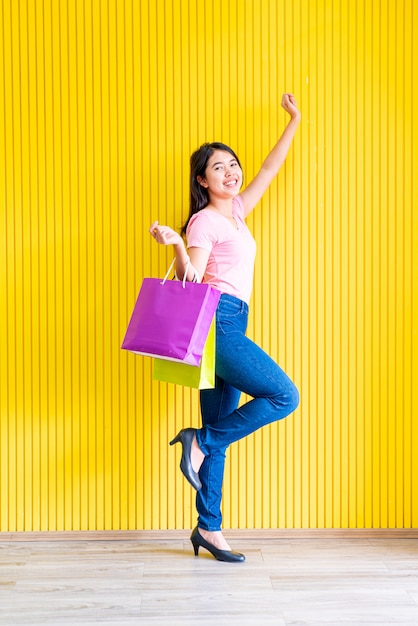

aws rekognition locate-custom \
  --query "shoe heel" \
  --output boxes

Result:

____________________

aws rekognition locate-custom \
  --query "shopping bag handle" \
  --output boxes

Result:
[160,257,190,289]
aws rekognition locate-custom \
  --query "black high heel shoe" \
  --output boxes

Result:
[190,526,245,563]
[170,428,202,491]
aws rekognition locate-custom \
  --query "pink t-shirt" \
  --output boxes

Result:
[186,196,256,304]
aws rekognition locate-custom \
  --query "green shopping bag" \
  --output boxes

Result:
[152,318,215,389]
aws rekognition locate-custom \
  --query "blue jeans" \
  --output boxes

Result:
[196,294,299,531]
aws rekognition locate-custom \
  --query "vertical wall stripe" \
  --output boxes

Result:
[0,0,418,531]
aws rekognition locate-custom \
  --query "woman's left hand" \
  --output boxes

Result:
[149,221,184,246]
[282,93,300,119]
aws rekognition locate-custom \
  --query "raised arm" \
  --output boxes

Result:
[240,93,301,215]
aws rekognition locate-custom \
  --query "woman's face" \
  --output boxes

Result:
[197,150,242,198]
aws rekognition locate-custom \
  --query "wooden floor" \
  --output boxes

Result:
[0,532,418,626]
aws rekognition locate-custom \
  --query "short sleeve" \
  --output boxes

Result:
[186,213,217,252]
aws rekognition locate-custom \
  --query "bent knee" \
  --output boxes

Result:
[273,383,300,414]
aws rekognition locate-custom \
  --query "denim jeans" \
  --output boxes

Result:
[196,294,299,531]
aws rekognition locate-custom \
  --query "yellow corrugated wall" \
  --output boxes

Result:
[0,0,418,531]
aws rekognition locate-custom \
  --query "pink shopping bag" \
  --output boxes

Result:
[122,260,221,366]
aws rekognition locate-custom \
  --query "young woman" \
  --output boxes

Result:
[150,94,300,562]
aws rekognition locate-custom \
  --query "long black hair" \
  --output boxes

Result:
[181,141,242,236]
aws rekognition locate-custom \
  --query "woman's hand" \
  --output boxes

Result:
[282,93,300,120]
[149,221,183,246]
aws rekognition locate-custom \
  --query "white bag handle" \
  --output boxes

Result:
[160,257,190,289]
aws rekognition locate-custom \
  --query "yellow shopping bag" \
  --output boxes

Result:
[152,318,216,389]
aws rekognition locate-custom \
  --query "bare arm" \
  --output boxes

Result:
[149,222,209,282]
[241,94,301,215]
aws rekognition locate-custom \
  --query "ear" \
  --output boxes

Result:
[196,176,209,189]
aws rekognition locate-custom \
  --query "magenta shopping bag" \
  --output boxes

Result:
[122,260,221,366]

____________________

Exercise: Gather every line in the rows above that contains the string "handle". Letter case must match.

Solution below:
  --query "shopping bag handle" \
  --query "white bag handle" \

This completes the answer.